• [What you will do]: Copy every item below word for word, and leave the pictures out of your copy.

• [Material provided]:
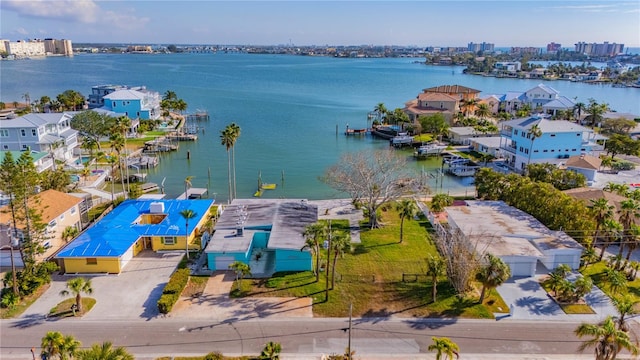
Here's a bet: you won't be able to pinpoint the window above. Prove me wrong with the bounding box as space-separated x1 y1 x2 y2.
162 236 176 245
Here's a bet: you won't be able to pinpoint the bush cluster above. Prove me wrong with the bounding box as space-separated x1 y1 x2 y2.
158 269 191 314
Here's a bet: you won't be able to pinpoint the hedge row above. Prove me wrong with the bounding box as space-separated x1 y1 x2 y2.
158 269 191 314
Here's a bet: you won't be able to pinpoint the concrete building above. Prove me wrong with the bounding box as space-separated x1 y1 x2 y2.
0 112 78 161
445 200 583 277
204 199 318 277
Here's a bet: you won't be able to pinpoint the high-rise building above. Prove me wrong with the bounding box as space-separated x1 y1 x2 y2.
575 41 624 56
467 42 495 52
547 42 562 52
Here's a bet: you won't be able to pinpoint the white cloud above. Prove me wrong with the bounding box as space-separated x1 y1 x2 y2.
2 0 99 23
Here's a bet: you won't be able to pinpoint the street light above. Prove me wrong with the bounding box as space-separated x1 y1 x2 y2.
0 236 18 295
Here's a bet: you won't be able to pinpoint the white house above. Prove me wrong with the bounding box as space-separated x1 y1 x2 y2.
445 201 583 277
500 114 600 171
0 112 78 161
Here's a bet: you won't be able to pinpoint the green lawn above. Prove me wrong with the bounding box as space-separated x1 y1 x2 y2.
581 261 640 312
243 205 508 318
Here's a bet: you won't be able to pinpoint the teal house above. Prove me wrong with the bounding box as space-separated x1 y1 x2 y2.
204 199 318 277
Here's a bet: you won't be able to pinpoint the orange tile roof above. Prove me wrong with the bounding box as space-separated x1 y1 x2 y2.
422 85 480 94
418 93 459 102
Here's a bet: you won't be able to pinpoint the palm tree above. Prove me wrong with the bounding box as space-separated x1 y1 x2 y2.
327 230 351 289
427 337 460 360
618 199 640 262
184 176 193 200
260 341 282 360
40 331 64 359
475 103 491 119
60 277 93 314
229 123 240 199
527 124 542 170
76 341 135 360
476 253 511 304
229 261 251 290
604 267 627 294
611 295 638 332
575 316 639 360
598 219 623 261
589 198 615 248
373 103 389 122
220 126 234 203
180 209 198 259
427 255 446 302
300 222 327 282
396 199 418 244
109 132 127 198
573 102 587 121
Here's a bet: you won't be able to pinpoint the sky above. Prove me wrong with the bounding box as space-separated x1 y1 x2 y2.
0 0 640 49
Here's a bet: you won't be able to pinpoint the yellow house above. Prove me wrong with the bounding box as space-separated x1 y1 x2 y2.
0 189 82 260
55 200 214 274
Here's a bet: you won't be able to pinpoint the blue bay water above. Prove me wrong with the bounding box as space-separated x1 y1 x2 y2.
0 53 640 201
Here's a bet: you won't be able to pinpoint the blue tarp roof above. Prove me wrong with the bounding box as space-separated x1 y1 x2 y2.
56 200 214 258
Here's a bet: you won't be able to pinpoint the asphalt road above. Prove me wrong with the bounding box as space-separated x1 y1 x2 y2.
0 317 638 359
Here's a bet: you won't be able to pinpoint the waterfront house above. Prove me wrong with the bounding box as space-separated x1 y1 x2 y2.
204 199 318 277
449 126 499 145
564 155 602 185
55 200 214 274
0 189 82 260
445 200 583 277
0 112 78 161
102 87 161 120
499 114 599 171
402 93 460 124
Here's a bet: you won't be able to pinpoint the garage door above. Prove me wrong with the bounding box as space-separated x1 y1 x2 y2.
509 261 534 277
553 255 580 269
120 244 135 271
215 256 235 270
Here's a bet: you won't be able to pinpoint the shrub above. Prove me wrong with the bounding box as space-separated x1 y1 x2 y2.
158 269 191 314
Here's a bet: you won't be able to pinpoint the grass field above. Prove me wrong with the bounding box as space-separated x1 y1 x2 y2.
243 205 508 318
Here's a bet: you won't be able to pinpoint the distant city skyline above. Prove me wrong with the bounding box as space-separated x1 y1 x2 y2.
0 0 640 49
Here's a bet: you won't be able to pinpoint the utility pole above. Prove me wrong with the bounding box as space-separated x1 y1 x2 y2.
324 219 331 301
347 303 353 360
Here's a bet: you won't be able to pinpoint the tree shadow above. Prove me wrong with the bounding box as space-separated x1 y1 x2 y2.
11 314 47 329
404 318 458 330
140 283 165 321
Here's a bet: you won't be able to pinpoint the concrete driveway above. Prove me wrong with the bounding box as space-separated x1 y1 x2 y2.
497 273 617 322
21 251 184 320
169 271 313 321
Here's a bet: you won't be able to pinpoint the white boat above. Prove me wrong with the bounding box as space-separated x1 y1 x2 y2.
414 144 447 157
390 133 413 147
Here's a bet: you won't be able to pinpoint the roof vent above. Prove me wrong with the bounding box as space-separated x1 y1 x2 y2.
149 202 164 214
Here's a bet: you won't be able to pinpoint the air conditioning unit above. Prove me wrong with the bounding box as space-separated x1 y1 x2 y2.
149 202 164 214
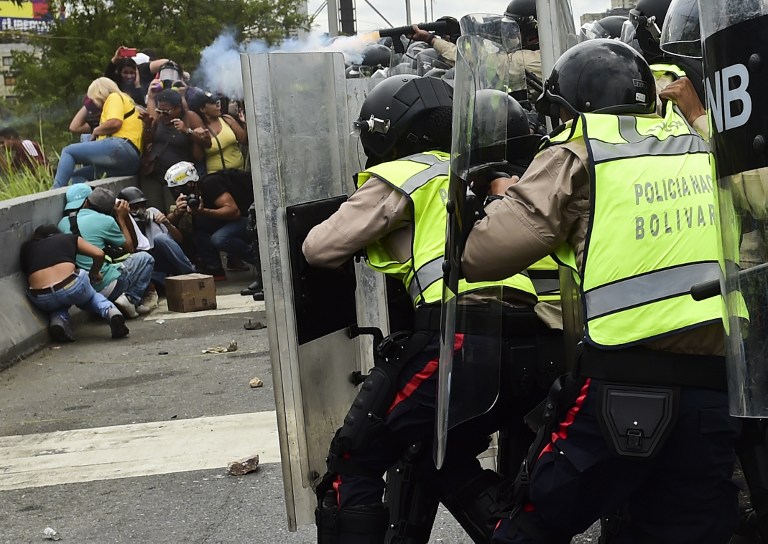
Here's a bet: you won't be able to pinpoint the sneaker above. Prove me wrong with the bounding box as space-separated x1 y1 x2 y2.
115 293 139 319
197 266 227 281
227 257 251 272
136 289 160 314
107 308 129 338
48 319 75 342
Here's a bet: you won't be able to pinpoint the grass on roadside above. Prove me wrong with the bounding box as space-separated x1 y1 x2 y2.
0 166 53 200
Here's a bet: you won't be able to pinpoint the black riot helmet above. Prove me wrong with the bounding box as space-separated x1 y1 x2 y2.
437 15 461 43
536 38 656 117
504 0 539 49
117 187 147 205
355 74 453 166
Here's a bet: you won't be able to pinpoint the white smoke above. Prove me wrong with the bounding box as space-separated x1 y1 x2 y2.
193 31 378 100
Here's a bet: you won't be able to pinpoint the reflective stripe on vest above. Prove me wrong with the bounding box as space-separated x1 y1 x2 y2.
527 256 560 303
651 63 686 79
356 151 536 306
557 108 724 347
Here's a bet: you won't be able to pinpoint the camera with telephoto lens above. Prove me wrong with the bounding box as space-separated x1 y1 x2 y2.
187 194 200 210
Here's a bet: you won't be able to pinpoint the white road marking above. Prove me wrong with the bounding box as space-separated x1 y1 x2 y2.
144 293 265 321
0 411 280 491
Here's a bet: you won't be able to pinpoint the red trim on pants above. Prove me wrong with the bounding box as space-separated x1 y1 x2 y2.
539 378 592 457
387 334 464 414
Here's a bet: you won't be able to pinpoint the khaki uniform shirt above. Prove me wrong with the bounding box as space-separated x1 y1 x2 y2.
301 172 562 320
462 139 725 355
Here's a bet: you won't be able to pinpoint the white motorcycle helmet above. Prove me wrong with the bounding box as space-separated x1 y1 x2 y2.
165 161 200 189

• [Response to this task]:
Here's a bet: you won't be able to pinpoint the window above. Prove me wrong with the bounding box as space-separated x1 y1 x2 y2.
162 236 176 245
Here's a bet: you won't be able to pinpoint the bush cluster above. Prove me wrong with the bounding box as space-separated x1 y1 x2 y2.
158 269 191 314
Here's a bet: you won't be able to pinpoint the hedge row above. Prove me wrong with the bounding box as space-separated x1 y1 x2 y2.
158 269 191 314
Here's a bet: you won't be able to pinpoint the concrete building above. Prove me wrong with the bounding box as space-separated x1 y1 x2 y2.
0 112 78 161
445 200 583 277
204 199 318 277
Here's a bet: you won't be able to pinpoint the high-rise building above. Prove me wrong with the bounding box as space-separated x1 y1 x2 y2.
575 41 624 56
467 42 495 52
547 42 562 52
Here's a bet: you won't be able to pinpoint the white cloud above. Prove me wrong with the bounding box as space-separated x1 y1 x2 y2.
2 0 99 23
Here's a bet: you won't be able to pinpoint the street light above. Prove me wrong with the bounding box as space-separated x1 y1 x2 y2.
0 236 18 295
Here's a bet: you won't be able to pinpoint the white house above. Prove me wrong with the bounding box as space-separated x1 y1 x2 y2.
445 201 583 277
500 114 600 171
0 112 78 161
Here's a bet: you won't be able to pinpoint the green lawn above. Prove me wrong with the bounding box as space-separated x1 y1 x2 y2.
581 261 640 312
243 205 508 318
Here's a bet: you won't be able to pinpoint the teal house above. Prove me wrong with the bounding box as space-separated x1 y1 x2 y2.
204 199 318 277
Here's a bet: you won't be able to pinpoint the orange tile roof above. Prove me wrong with the bounding box as space-separated x1 y1 x2 y2.
422 85 480 94
418 93 459 102
Here's a bet: you won't be able to pinpoint the palm tree above. Prove me wrong with the bounding box as space-separated x1 y1 x2 y2.
327 230 351 289
427 337 460 360
618 199 640 262
184 176 193 200
260 341 282 360
40 331 64 359
475 103 491 119
60 277 93 314
229 123 240 199
527 124 542 170
76 341 135 360
476 253 511 304
229 261 251 290
604 267 627 294
611 295 638 332
575 316 639 360
598 219 623 261
589 198 615 248
373 103 389 122
220 126 234 203
180 209 198 259
427 255 446 302
300 222 327 282
396 199 418 244
109 132 127 198
573 102 587 121
Here's a bet: you won't be able to pinpoint the sky above. Prove me wrong with the bounding box as space-separated x1 y1 x2 y2.
0 0 640 49
Here's a bet: you won't be able to pinpoint the yellow house above. Prove me wrong with the bounding box as space-separated x1 y1 x2 y2.
0 189 82 260
55 200 214 274
Here's a bet: you won't be able to pinpoint the blue bay water above. Prove me wrong with the bounding box as space-separated x1 y1 x2 y2.
0 53 640 201
Here's a bet: you won't be able to pinpoint the blue tarp roof above. Prove me wrong with the bounding box as space-separated x1 y1 x2 y2.
56 200 214 258
Here's a bet: you won't be able to pinpoint the asphalt road above. Prove me wrong with the bounding box as space-separated x1 y1 x2 y2.
0 317 638 359
Here's a bet: you won't be able to pinpoint the waterfront house above. Prove me wrong with the bounding box as space-separated x1 y1 x2 y2.
204 199 318 277
449 126 499 145
564 155 602 185
55 200 214 274
0 189 82 260
445 200 583 277
0 112 78 161
102 87 161 120
499 114 599 171
402 93 460 124
Here's a bet: you won't be able to pinpoint the garage door above. Prove me wrong with the bounding box as space-separated x1 y1 x2 y2.
509 261 534 277
553 255 580 269
120 244 135 271
215 256 235 270
Here's a bet: you won't be able to pinpoint the shrub above. Prove me wrong with the bounding box as space-separated x1 y1 x2 y2.
158 269 191 314
Here's a bet: you won't be able to pinpoint the grass field above. Prove me wrong with the bounding box as space-separated x1 y1 x2 y2.
243 205 508 318
Here's a bet: you won't be able to pinpoint the distant city skyline above. Prove me wrong with the bounding box as space-separated x1 y1 x2 y2.
0 0 640 49
Here's a bet: you won't be able to pinpoint the utility pole above. Prove me wrong with the bounding box as space-separated x1 y1 x2 y2.
324 219 331 301
347 303 353 360
Here's a bet: you won't be able to pinpoint the tree shadow above. Prove me wrong with the bounding box as space-separated x1 y1 x2 y2.
11 314 47 329
404 318 458 330
140 283 165 321
Here's a bet: you won't be able to pinpoint the concrete driveway above. Prove me wrong with the bounding box as space-separated x1 y1 x2 y2.
497 273 617 322
21 251 184 320
169 271 313 321
Here's a bet: you won't be able to pinpoint the white boat above. Prove me wrong with the bounding box as space-separated x1 y1 x2 y2.
414 144 447 157
390 133 413 147
Here's a bet: you won't be able to pinpoint the roof vent above. Prove me wrong with the bounding box as space-separated x1 y1 x2 y2.
149 202 164 214
Here's a bet: you won't be able to pinpoint the air conditioning unit above. Prove me wrong with the bounding box as space-separated x1 y1 x2 y2.
149 202 164 214
Here's a bet: you won't be able to pinpoint the sneaker above. Prove me wrong with the bounding box as space-separated x1 y1 x2 y2.
115 293 139 319
197 266 227 281
227 257 251 272
136 289 160 314
107 308 129 338
48 319 75 342
Here's a bet: you won't be able to pinpoint the grass on roadside above. Prove me wrong with the bounding box as space-separated x1 y1 x2 y2.
0 166 53 200
Here's a bet: you won't be able to pinpoint the black riot helmet above. Prove me wrong with the bounding box as space-separated x1 y1 x2 y2.
437 15 461 43
536 38 656 117
504 0 539 49
117 187 147 205
355 74 453 166
Here's a bet: you won't be able to pinpoint the white smoke above. Prove me wrong with the bounding box as space-separated x1 y1 x2 y2.
193 31 378 100
Here's a bet: you won't be able to pinpoint the reflective stripe on vest above. Prove me wrong with the bounding box as space-separated x1 y1 x2 y2.
527 256 560 303
651 63 686 79
356 151 536 306
557 108 724 347
Here's a bet: you won't be able to pinpoint the camera with telephoto lens above. Prove me wrong with the bounding box as space-separated x1 y1 x2 y2.
187 194 200 210
Here's a bet: you won't be able to pinpoint the white road marking above. Prove me wrong with the bounding box as space-separated x1 y1 x2 y2.
144 293 265 321
0 411 280 491
Here's a bet: you won't be able to pinpoint the red trim on pants above. Prove me wrong with the bounding box as space-separated x1 y1 x2 y2.
539 378 592 457
387 334 464 414
Here's a bet: you won't be able to pinpoint the khaki uniform shirt above. Prove me wrong with the bounding box as space-separated x1 y1 x2 y2.
301 172 562 320
462 139 725 355
Here's a bet: you won't be able to pinpoint the white motorcycle helmet above. Prove me wrong with the bounding box as space-separated x1 y1 x2 y2.
165 161 200 189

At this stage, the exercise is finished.